* **Document section**
..............................

Login/Register
specify simd level of a function that compiler can use
Asked Answered
cgccsimd
B

2

4

I wrote some code and compiled it using gcc with the native architecture option.

Typically I can take this code and run it on an older computer that doesn't have AVX2 (only AVX), and it works fine. It seems however that the compiler is actually emitting AVX2 instructions (finally!), rather than me needing to include SIMD intrinsics myself.

I'd like to modify the program so that both pathways are supported (AVX2 and non-AVX2). In other words I'd like something the following pseudocode.

if (AVX2){
   callAVX2Version();
}else if (AVX){
   callAVXVersion();
}else{
   callSSEVersion();
}

void callAVX2Version(){
#pragma gcc -mavx2
}

void callAVXVersion(){
#pragma gcc -mavx
}

I know how to do the runtime detection part, my question is whether it is possible to do the function specific SIMD selection part.

Blab answered 6/5, 2019 at 15:13 Comment(4)

..............................

* **Entries**
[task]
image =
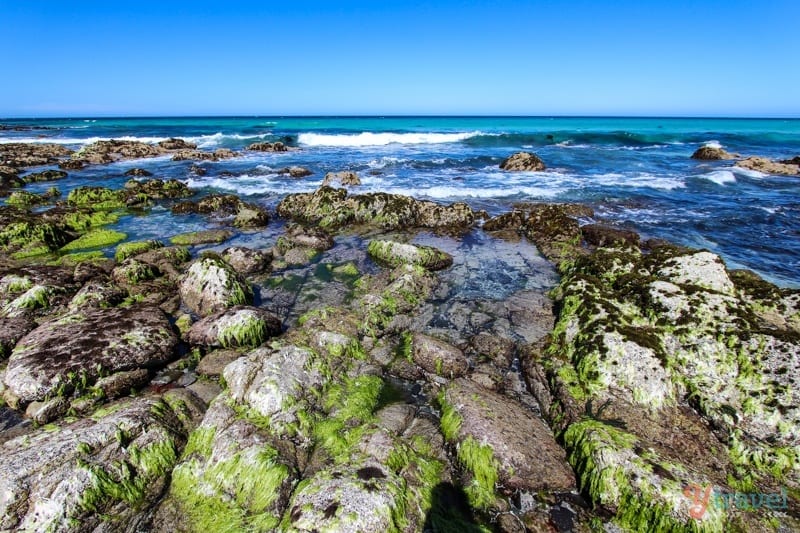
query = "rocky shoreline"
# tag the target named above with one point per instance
(344, 380)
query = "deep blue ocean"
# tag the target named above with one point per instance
(635, 172)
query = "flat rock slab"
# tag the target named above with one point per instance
(82, 345)
(529, 457)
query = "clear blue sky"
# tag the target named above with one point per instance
(120, 57)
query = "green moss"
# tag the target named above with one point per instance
(96, 198)
(99, 238)
(479, 460)
(251, 331)
(130, 249)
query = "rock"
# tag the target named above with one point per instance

..............................

* **Task to carry out**
Answer these about the forum question on choosing SIMD levels per function:
(a) Which compiler option did the writer use to compile the code?
(b) Which instruction set does the older computer lack?
(c) Which part of the problem does the writer already know how to do?
The records aren't needed for this.

* **Solution for this task**
(a) The native architecture option, with gcc.
(b) AVX2. It has only AVX.
(c) The runtime detection part.